借り上げ社宅制度とは?知って得するメリットとデメリット、導入時の注意点まで解説 

こんにちは!
働きがいを応援するメディア「ピポラボ」を運営するサイダス編集部です。

「家賃補助」「住宅手当」等、企業によって様々な制度がありますが、「借り上げ社宅制度」をご存知でしょうか。都市部で1人暮らしをする場合、家賃は一般的に年収の20%〜25%が目安とされています。しかし、近年ではこれを上回るケースが増えており、経済的な負担が大きくなっています。

昨今の家賃相場の上昇に伴い、従業員の住居費の負担を軽減する制度として注目されているのが「借り上げ社宅制度」です。しかし、その具体的な内容やメリット・デメリットまで理解している方は少ないのではないでしょうか。 

本記事では、借り上げ社宅制度の基礎知識から、会社員にとってのメリット・デメリット、導入時の注意点まで詳しく解説していきます。

### データ行一覧
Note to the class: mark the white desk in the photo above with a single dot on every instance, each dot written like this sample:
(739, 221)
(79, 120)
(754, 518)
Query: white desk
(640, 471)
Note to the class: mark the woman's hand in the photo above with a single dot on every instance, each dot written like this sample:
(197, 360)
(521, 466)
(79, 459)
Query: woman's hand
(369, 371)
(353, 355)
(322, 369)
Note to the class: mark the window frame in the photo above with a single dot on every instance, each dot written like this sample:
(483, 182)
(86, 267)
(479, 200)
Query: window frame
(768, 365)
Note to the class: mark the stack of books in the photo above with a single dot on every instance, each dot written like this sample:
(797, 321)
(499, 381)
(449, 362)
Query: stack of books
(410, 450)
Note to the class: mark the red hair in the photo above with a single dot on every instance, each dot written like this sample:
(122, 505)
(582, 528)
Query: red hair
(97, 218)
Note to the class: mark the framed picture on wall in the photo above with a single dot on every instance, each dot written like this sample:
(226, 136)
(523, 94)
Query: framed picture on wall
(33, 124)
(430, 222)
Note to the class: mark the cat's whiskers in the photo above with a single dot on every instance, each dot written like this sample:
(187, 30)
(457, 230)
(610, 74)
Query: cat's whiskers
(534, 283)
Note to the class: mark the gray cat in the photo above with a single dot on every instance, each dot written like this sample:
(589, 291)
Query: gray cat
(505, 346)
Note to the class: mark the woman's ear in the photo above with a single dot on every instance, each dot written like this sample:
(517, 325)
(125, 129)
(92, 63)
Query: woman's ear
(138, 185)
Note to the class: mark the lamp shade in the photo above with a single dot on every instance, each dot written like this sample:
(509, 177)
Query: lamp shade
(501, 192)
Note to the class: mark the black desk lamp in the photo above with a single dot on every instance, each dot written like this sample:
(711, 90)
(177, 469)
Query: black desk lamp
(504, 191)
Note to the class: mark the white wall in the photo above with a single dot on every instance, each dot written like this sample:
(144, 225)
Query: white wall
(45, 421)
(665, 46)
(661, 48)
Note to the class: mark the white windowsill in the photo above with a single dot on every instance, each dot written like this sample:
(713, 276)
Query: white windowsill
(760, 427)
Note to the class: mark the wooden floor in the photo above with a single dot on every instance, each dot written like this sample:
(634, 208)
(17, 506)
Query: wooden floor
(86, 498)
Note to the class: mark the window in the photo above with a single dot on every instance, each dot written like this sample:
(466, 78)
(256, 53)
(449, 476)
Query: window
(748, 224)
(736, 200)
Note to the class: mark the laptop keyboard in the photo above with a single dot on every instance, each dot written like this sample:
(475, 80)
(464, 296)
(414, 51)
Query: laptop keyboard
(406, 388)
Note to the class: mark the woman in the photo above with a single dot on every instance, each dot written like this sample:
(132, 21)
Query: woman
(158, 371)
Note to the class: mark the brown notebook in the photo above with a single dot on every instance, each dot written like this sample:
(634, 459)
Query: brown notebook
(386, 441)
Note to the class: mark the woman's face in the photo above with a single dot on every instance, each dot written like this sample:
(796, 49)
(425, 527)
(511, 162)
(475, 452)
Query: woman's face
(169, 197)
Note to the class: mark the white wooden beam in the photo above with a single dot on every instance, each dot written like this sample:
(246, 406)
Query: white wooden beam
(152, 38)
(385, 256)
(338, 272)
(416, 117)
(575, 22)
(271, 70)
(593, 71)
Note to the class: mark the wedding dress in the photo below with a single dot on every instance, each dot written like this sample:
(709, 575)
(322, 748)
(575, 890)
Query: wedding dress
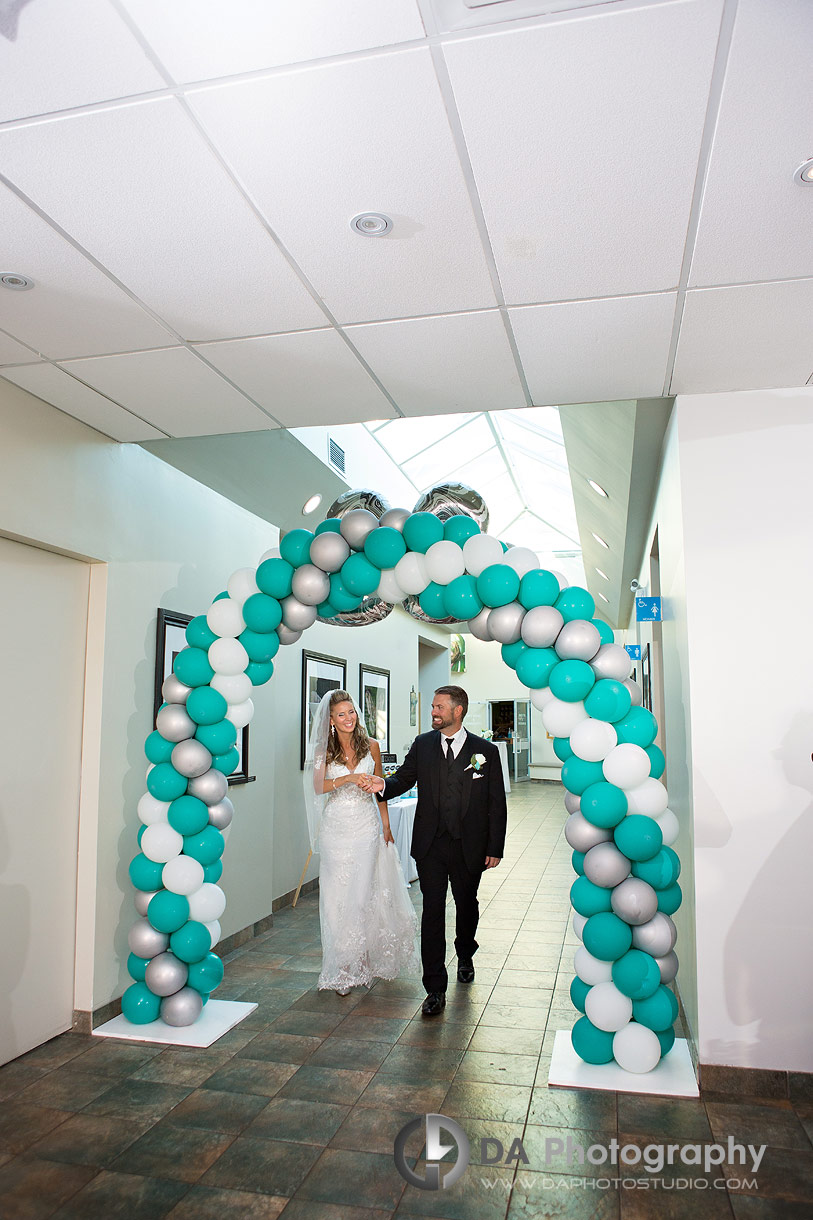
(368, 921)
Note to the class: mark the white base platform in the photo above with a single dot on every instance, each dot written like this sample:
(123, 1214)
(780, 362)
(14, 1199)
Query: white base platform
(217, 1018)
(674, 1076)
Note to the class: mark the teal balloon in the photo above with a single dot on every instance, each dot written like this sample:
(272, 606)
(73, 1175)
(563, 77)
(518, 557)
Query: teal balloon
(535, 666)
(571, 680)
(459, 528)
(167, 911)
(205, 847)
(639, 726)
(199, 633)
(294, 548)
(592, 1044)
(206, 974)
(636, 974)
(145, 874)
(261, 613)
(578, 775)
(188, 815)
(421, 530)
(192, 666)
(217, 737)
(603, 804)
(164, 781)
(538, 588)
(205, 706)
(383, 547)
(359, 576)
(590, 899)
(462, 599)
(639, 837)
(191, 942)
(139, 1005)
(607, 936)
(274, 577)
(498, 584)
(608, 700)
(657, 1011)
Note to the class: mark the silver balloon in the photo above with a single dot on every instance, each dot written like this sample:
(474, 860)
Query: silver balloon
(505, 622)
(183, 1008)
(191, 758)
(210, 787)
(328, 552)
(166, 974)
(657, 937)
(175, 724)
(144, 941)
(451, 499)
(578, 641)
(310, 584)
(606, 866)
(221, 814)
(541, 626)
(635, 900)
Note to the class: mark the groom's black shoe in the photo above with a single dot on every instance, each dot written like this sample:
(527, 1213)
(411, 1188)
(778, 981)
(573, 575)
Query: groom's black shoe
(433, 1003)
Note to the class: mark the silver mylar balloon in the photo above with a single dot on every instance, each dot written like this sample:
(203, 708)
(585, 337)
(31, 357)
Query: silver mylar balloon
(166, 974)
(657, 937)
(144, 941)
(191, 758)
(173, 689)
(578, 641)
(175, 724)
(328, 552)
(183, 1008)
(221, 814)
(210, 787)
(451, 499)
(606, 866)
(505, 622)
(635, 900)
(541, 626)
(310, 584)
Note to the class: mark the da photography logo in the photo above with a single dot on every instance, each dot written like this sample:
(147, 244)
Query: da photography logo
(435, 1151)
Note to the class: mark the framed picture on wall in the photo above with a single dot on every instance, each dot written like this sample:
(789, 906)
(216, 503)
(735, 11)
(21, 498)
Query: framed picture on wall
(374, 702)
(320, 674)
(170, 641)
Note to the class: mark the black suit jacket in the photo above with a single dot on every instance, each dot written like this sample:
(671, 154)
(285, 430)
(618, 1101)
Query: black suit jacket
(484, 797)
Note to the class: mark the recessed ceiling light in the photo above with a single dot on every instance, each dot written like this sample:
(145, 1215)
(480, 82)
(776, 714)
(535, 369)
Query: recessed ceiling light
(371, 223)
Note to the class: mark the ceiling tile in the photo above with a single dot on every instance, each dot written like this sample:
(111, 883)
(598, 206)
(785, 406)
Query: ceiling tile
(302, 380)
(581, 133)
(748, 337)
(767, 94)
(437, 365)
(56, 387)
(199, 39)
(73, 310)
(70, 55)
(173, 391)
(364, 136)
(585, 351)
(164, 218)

### 取り組む作業
A - 借り上げ社宅制度の記事のうち、「昨今の家賃相場の上昇に伴い、」から「まで詳しく解説していきます。」までを正確に書き写してください。
B - 借り上げ社宅制度の記事によると、都市部で1人暮らしをする場合、家賃は年収の何%が目安とされていますか。
上の各行は、借り上げ社宅制度の記事とは別の資料です。

### 回答結果
A -
昨今の家賃相場の上昇に伴い、従業員の住居費の負担を軽減する制度として注目されているのが「借り上げ社宅制度」です。しかし、その具体的な内容やメリット・デメリットまで理解している方は少ないのではないでしょうか。 

本記事では、借り上げ社宅制度の基礎知識から、会社員にとってのメリット・デメリット、導入時の注意点まで詳しく解説していきます。

B - 一般的に年収の20%〜25%が目安とされています。